◆ Material for this task

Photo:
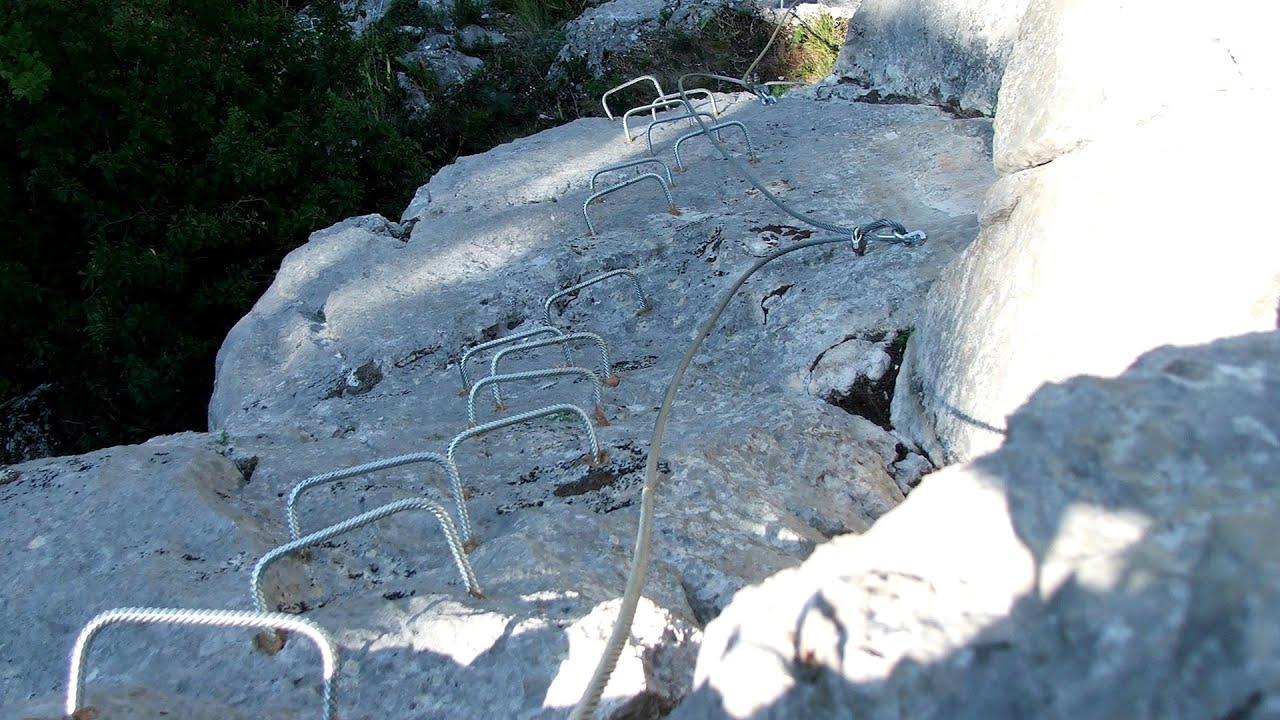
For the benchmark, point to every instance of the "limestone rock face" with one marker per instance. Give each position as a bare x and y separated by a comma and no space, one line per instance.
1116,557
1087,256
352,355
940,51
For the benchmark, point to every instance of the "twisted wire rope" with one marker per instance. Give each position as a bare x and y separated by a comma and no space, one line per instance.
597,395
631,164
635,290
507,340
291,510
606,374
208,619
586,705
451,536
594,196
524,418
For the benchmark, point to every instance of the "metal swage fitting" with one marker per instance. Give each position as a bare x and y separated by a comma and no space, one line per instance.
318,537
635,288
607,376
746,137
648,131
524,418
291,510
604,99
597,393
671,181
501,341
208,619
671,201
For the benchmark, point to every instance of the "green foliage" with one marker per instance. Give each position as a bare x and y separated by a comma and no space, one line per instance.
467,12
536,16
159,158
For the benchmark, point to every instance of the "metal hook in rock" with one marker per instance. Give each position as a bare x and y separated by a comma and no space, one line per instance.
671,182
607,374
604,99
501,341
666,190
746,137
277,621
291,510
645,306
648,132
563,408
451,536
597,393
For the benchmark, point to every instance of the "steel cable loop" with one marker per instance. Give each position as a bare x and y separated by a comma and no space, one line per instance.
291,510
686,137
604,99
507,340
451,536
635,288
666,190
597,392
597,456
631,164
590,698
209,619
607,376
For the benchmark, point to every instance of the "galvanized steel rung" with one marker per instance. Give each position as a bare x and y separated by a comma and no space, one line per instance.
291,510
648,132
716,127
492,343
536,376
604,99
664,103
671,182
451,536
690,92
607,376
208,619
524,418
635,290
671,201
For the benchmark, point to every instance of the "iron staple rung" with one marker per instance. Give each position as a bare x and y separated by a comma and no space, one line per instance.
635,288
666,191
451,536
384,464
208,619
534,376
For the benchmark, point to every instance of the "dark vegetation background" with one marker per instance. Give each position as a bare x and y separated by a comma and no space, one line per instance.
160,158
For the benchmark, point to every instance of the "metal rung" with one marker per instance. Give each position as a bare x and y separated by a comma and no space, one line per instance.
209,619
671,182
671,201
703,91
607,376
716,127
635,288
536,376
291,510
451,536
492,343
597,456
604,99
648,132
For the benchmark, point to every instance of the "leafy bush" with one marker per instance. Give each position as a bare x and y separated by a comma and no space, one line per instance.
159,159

◆ What is being asked
Word for word, quote the full listing, omitting every picture.

◆ Response to this exercise
Photo:
For the benchmark, point to every instance of the "limestone rock face" with one marker per instance. Give each position as a bare x and y separated by a comma and no space, one line per instance.
1116,557
1087,256
352,355
940,51
For the benchmark, point to every instance of the "twisted wire rope" with one marker per instance. Give each position as a bare x and y separated by a comma and no space, one line per instance.
597,395
631,164
635,290
507,340
291,510
606,374
208,619
586,705
451,536
594,196
524,418
For the benchmark, point to every instance of the "metal swage fitting" with one marker per instance. Give each position as a bare x and y separated by a comma and no space, one line per instance.
318,537
635,288
607,376
746,137
648,131
524,418
291,510
604,99
597,393
671,181
501,341
208,619
671,201
For the benchmark, point to every instance of the "green foliage" with one marker per instance. Give each position as a bare x and y separated by a comma and no space, one line per instance.
467,12
536,16
159,158
For the benchmark, point to every instance of the "metal hook in rock" with one marker per instance. Give each position as a bare x and y separated by a comma and no space, one line per instance.
671,182
607,374
604,99
501,341
666,190
746,137
277,621
291,510
645,306
648,132
563,408
451,536
597,393
For the benchmark, point to every instance of the "steel cable loop" with one marker per instance. Give each position as a bare x and y separated by a comma and no space, one line per instance.
291,510
686,137
604,99
507,340
451,536
635,288
666,190
597,392
597,456
631,164
590,698
209,619
607,376
For the benchmark, point to every instance of the "galvanized steel rung" with one marker per instance. Give each position as a bare x and y separated by a comma and no space, one line per instance.
291,510
648,132
716,127
492,343
536,376
604,99
664,103
671,182
451,536
690,92
607,376
208,619
524,418
635,290
671,201
For the benchmark, point to every instance of the "iron staple rung" with one marker per instance. Give each position as a bare x and y separated by a comma and no space, one line per instance.
635,288
666,191
451,536
384,464
208,619
534,376
For the benchmark, point to every instance of the "dark vegetation background" with one marker per instance. Give each position as a bare x and y separated by a comma and no space, one line per instance.
160,158
For the benchmark, point to every instance of the "metal rung" with one marker per instance. Give each position as a bare x and y separated by a comma and no space, one line per instance.
209,619
671,182
671,201
703,91
607,376
716,127
635,288
536,376
291,510
451,536
492,343
597,456
604,99
648,132
For the benchmark, point to every instance of the "leafy bush" with one marker per instance. Give each position as a bare x and y separated by a comma and no space, one line per instance.
159,159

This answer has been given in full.